If you are a Stephenville resident or have driven through the Cowboy Capital of the World, chances are you’ve seen him. He stands about six feet tall and weighs about 180 lbs. His shaggy white hair is almost always covered with a hat, and a full grown beard hangs from his chin. Half of his teeth are missing, the remaining ones are stained with years of tarnish. He most often wears khaki cargo pants and a plain T-shirt or button-up shirt. His name is Thomas Genova and his trusting companion and best friend is a red heeler mix named Brandy.

On this particular day, he stands outside Tahiti Tan with his dog in tow alongside his cart that carries his few belongings. He hasn’t been approached by many people since coming to town in November 2007, but already he is known as a town character.

He limped inside using his cane and left his dog and cart behind. He began talking about his early years.

“I used to be a very bad person. I was a horrible, horrible person to women. I lived off women for many years,” he said, looking down at his feet. “When I was young, I was into drugs and women. I didn’t always look like I do now. I used to be a very handsome and wanted young man.”

Genova spent the first of his 64 years growing up in Connecticut. He was into the pool hall scene and drank frequently. He went through many tough times in his life before he found what he believed to be his place in the world.

“I was stabbed when I was 19. I shouldn’t have lived,” Genova said.

He was stabbed in the stomach by his opponent after he beat him in what started out to be a friendly game of pool.

“I just remember laying in the ambulance, having convulsions, and praying to God to let me live,” he said.

The incident led to a turning point in his life.
====
Your tasks:
(1) Could you repeat, word for word, the part of the Thomas Genova profile starting with "Genova spent the" and going on through "in his life."?
(2) According to the Thomas Genova profile, why was Genova stabbed at 19? Answer in one to three sentences.
(3) Can you carry the Thomas Genova profile further, picking up after its last sentence?
====
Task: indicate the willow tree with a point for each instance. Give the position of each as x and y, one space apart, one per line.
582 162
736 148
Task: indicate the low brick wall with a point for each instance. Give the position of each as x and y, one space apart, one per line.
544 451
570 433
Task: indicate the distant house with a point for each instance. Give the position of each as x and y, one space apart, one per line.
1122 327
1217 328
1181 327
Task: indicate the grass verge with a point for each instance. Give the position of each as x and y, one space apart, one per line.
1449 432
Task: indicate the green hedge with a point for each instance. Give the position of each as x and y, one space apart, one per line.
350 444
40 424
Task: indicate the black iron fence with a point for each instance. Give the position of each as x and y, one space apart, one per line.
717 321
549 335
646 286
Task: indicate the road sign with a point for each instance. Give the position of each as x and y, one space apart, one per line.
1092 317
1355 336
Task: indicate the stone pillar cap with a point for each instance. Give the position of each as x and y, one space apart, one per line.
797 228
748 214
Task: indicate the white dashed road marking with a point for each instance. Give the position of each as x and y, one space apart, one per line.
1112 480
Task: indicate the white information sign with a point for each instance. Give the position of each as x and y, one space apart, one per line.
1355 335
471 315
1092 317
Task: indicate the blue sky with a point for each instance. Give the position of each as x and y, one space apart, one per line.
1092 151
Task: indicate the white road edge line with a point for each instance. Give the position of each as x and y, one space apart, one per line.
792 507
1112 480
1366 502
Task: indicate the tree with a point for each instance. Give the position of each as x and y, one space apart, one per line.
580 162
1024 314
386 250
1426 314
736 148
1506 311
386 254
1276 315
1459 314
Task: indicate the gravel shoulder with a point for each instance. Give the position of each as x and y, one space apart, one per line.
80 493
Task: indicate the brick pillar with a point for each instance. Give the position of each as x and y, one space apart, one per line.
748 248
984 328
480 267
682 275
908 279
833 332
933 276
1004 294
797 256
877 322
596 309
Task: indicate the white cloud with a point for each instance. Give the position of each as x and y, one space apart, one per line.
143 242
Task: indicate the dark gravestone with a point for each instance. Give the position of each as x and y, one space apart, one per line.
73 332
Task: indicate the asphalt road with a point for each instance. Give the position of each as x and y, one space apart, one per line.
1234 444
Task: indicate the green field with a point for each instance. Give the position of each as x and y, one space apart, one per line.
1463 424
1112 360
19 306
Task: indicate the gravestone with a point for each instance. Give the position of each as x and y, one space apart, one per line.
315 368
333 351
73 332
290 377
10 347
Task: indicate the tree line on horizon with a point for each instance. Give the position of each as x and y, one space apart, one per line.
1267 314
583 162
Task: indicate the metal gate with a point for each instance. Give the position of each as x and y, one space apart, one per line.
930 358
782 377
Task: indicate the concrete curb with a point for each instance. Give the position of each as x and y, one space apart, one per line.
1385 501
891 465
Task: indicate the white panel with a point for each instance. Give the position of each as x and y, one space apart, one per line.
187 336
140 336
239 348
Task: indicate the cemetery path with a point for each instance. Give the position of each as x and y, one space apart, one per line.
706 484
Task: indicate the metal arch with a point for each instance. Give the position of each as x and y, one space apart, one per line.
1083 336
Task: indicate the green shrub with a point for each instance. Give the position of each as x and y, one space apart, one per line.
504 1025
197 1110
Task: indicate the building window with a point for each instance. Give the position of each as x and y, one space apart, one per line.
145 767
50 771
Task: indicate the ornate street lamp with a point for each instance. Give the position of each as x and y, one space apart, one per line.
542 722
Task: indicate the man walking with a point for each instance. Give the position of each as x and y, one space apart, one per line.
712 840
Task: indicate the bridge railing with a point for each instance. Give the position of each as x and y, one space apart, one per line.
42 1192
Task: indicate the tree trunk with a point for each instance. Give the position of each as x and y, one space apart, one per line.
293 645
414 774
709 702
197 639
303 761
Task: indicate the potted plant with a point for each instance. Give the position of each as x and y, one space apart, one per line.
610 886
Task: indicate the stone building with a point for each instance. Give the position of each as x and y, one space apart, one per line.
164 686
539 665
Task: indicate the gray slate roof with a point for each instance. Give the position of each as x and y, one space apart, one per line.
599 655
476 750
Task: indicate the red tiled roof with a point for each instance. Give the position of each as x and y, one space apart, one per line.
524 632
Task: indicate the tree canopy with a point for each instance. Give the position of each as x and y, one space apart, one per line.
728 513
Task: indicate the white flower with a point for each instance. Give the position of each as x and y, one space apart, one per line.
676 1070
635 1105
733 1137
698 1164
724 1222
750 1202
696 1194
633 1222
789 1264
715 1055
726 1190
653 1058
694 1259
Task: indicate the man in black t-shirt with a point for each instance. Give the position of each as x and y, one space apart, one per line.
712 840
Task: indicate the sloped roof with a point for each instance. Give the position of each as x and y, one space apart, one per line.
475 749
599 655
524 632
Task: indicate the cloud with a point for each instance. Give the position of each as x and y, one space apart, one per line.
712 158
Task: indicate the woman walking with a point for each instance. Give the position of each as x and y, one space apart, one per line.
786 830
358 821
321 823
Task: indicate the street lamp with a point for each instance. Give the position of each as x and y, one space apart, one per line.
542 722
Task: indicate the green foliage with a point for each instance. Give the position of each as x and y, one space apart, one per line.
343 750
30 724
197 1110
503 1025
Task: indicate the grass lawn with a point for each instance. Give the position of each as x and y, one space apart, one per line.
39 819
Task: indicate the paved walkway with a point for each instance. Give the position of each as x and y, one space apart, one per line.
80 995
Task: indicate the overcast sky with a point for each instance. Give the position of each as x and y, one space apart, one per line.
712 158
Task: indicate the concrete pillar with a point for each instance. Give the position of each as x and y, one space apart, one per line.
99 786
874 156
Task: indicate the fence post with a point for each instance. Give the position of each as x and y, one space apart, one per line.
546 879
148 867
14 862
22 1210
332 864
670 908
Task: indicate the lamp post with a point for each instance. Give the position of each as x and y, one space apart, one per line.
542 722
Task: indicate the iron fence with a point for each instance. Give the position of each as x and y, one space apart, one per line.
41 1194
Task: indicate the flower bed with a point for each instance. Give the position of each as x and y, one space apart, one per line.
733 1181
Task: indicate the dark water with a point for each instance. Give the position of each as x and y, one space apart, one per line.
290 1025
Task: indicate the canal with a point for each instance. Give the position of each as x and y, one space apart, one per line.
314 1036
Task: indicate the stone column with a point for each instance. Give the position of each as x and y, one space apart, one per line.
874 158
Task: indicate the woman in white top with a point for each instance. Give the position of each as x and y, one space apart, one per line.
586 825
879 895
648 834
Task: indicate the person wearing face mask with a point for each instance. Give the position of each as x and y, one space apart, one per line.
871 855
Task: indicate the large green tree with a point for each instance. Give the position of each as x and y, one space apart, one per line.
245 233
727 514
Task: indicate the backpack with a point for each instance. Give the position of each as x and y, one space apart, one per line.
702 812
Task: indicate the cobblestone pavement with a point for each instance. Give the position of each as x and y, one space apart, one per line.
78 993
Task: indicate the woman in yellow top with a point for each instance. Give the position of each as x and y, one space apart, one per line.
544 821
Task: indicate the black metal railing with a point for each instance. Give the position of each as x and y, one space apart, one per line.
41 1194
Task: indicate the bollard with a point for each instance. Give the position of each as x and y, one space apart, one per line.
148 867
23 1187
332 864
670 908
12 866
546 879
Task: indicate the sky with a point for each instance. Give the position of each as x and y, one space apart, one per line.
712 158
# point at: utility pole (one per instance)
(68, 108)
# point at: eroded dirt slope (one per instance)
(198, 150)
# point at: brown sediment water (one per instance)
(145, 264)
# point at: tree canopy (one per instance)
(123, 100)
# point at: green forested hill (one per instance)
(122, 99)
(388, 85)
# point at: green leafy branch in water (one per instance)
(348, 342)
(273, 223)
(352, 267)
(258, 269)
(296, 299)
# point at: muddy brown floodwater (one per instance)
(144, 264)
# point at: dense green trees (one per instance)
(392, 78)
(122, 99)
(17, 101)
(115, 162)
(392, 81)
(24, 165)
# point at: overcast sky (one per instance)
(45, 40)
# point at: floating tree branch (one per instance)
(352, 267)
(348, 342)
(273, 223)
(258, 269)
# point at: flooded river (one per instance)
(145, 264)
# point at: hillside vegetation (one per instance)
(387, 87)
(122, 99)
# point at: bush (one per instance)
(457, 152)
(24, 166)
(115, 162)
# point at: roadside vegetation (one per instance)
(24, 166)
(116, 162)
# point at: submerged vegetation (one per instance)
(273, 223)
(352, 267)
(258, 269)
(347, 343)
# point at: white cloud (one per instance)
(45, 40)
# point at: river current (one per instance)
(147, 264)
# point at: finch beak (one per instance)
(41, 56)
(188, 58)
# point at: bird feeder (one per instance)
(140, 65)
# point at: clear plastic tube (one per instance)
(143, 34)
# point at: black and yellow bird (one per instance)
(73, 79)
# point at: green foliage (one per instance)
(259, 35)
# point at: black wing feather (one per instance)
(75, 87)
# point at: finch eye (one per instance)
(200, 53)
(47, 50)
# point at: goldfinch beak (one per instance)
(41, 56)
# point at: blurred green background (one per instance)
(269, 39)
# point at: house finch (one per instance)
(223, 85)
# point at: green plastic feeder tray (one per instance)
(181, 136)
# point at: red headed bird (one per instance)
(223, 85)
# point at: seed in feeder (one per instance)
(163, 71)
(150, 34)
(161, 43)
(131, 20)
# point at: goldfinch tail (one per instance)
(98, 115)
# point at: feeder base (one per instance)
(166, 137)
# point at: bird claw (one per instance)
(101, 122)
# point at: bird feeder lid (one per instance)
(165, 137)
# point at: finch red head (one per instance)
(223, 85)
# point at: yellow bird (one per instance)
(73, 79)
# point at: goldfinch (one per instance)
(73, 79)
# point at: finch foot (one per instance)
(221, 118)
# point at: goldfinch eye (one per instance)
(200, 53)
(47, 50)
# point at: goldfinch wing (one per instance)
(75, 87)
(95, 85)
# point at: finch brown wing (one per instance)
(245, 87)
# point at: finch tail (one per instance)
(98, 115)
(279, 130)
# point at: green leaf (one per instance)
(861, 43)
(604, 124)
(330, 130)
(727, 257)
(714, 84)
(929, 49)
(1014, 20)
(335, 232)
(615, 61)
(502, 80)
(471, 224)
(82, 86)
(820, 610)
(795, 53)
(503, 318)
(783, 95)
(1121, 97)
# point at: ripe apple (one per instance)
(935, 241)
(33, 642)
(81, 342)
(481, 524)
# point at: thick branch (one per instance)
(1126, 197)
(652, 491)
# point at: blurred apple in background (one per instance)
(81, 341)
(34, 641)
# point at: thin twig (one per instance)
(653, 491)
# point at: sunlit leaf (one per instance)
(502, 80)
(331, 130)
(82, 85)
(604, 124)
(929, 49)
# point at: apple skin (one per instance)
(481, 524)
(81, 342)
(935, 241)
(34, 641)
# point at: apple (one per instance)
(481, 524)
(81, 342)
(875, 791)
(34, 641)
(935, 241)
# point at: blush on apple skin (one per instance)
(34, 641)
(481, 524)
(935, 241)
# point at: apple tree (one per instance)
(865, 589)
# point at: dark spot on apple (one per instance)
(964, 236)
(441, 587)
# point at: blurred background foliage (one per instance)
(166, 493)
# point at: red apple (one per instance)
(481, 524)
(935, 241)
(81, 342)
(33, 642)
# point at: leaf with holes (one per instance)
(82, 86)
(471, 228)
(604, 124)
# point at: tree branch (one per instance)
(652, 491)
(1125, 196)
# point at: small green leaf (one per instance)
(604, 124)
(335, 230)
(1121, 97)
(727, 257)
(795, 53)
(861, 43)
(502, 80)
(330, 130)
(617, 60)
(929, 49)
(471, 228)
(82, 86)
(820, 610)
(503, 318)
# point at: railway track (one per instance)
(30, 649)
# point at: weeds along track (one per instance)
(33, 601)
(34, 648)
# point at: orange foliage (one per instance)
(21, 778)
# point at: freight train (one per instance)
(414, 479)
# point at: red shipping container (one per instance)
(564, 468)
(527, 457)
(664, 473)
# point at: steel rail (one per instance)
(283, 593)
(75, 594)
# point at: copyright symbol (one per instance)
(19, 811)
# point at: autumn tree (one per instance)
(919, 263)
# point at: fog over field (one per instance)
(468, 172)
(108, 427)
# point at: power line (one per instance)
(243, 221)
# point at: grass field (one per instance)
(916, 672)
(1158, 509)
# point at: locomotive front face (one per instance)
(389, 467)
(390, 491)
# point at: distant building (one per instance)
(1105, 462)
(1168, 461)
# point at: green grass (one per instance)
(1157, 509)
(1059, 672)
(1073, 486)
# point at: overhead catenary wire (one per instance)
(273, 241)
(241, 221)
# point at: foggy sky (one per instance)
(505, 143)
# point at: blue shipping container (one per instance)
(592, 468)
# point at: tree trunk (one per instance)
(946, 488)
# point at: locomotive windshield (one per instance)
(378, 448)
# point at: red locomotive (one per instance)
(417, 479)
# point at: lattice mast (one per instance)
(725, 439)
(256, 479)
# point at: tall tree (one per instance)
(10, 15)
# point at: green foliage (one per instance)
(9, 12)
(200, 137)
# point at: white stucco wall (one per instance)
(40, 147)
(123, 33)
====
Results in order:
(1)
Genova spent the first of his 64 years growing up in Connecticut. He was into the pool hall scene and drank frequently. He went through many tough times in his life before he found what he believed to be his place in the world.

“I was stabbed when I was 19. I shouldn’t have lived,” Genova said.

He was stabbed in the stomach by his opponent after he beat him in what started out to be a friendly game of pool.

“I just remember laying in the ambulance, having convulsions, and praying to God to let me live,” he said.

The incident led to a turning point in his life.

(2) His opponent stabbed him in the stomach after Genova beat him in a game of pool that had started out friendly.

(3)
Genova dropped out of high school at a young age and went to work for his brother’s construction company.

“My brother taught me how to be a businessman,” he said.

He went on to own his own construction business when misfortune found him once again. He lost his left pointer finger to 3,000 tons of pressure while water painting the side of a brick building.

“I told the doctors I had to go and they wrapped it up and sent me on my way,” he explained, holding up his hand.

His finger became infected and had to be removed.

Throughout the years, he traveled by foot, living in San Marcos, where he found Brandy.

“I was sleeping behind the Flying J when the clerk asked me to help her lure this dog out from under the dumpster,” he said of his first encounter with Brandy. “I lured him out with a Slim Jim from the store and she just walked back in leaving the dog with me.”

Brandy was named after the veterinarian who gave him his first shots. When he decided it was time to leave San Marcos, he headed north, and after a long walk, ended up in Stephenville.

“I’ve never been good with directions,” he said.

Genova has traveled many miles on foot and has been everywhere from Connecticut to Wyoming to Oregon to California to Texas.

“I don’t have a mule so I have to walk,” he said with a laugh.

Genova does not like to accept gifts or handouts. He does odd jobs to make enough money to get by. He cleans for some small businesses around town and does carpentry work on occasion.

Genova pulled out some old, torn pictures printed on computer paper from his bag.

“I carved this out of an old piece of wood with my saw,” he said, holding up the ragged picture of a birdhouse. He sold some in Stephenville for a small price.

“I tried to buy this one back because I liked it so much but he said his wife wouldn’t let him,” he added with a chuckle.

Genova feeds his dog corn dogs, chilidogs, anything he can get his hands on.  Locals have referred to him as the “corn dog” man. He makes sure his dog has plenty to eat before himself.

When asked about what his future might hold, he paused, unzipped his small bag, pulled out the Bible and flipped to Mark 1:17.

“Come, be my disciples, and I will show you how to be fishers of men.” He pointed at the verse with his finger and said, “This is what I want to do.”

Genova is, in fact, homeless. He lives in a tent in an open field on the west side of Stephenville.

“I want to live like He did — simply,” he said.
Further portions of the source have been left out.